====== Source ======

Item 8.    Financial Statements and Supplementary Data.

        The Report of Independent Registered Public Accounting Firm and Consolidated Financial Statements are set forth beginning on page F-1 of this annual report on Form 10-K and are incorporated herein.

        The financial statement schedules have been omitted because they are not applicable or the required information is shown in the Consolidated Financial Statements or the Notes to our Consolidated Financial Statements.

Item 9.    Changes in and Disagreements with Accountants on Accounting and Financial Disclosure.

        None.

Item 9A.    Controls and Procedures.

Evaluation of Disclosure Controls and Procedures

        We maintain disclosure controls and procedures (as defined in Rules 13a-15(e) and 15d-15(e) under the Securities Exchange Act of 1934) that are designed to ensure that information required to be disclosed by us in the reports filed or submitted under the Securities Exchange Act of 1934 is (i) accumulated and communicated to our management, including our Chief Executive Officer and Chief Financial Officer, as appropriate to allow timely decisions regarding required disclosure; and (ii) recorded, processed, summarized and reported within the time periods specified in the rules and forms of the SEC.

======

Exercise aim:
Write the next few sentences of the Form 10-K excerpt on controls and procedures, starting after its final sentence.

====== Stored rows ======

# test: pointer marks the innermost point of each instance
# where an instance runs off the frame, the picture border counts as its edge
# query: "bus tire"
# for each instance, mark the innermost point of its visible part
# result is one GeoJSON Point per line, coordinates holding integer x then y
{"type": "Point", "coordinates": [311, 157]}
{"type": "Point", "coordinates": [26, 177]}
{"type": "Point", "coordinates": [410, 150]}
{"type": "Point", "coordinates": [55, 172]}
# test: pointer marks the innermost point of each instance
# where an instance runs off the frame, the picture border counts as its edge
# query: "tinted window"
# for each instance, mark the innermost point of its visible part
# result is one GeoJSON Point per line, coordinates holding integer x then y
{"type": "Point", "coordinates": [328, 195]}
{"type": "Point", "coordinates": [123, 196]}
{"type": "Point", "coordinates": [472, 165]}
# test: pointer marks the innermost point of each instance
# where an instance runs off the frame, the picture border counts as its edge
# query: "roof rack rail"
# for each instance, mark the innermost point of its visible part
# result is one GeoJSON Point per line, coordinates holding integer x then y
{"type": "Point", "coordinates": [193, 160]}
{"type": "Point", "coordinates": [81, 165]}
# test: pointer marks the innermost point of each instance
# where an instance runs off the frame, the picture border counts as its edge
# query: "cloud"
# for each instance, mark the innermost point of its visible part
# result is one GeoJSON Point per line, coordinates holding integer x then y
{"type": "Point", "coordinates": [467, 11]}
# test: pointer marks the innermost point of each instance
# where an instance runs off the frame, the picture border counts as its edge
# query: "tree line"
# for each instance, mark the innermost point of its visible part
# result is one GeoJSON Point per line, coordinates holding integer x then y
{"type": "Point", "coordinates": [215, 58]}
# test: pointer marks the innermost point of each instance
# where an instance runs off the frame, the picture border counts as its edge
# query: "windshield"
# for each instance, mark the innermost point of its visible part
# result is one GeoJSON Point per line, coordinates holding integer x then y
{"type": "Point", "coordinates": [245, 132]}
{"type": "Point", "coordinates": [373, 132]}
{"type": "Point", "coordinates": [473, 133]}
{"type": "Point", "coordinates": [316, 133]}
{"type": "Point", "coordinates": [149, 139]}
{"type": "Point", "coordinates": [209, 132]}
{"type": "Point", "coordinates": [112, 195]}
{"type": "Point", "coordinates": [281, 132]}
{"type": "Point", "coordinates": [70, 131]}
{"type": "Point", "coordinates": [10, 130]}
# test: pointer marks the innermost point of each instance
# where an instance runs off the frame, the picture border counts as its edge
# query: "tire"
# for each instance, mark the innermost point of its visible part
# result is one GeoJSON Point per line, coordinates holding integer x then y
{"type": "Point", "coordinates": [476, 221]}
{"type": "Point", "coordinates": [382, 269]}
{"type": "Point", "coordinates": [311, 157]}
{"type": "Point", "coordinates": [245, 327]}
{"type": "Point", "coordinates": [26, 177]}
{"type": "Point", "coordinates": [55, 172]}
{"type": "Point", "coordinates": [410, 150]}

======

Output for this task:
        We carried out an evaluation, under the supervision and with the participation of our management, including our Chief Executive Officer and Chief Financial Officer, of the effectiveness of our disclosure controls and procedures as of the end of the period covered by this annual report. Based on that evaluation, our management, including our Chief Executive Officer and Chief Financial Officer, concluded that our disclosure controls and procedures as of June 30, 2009 were effective.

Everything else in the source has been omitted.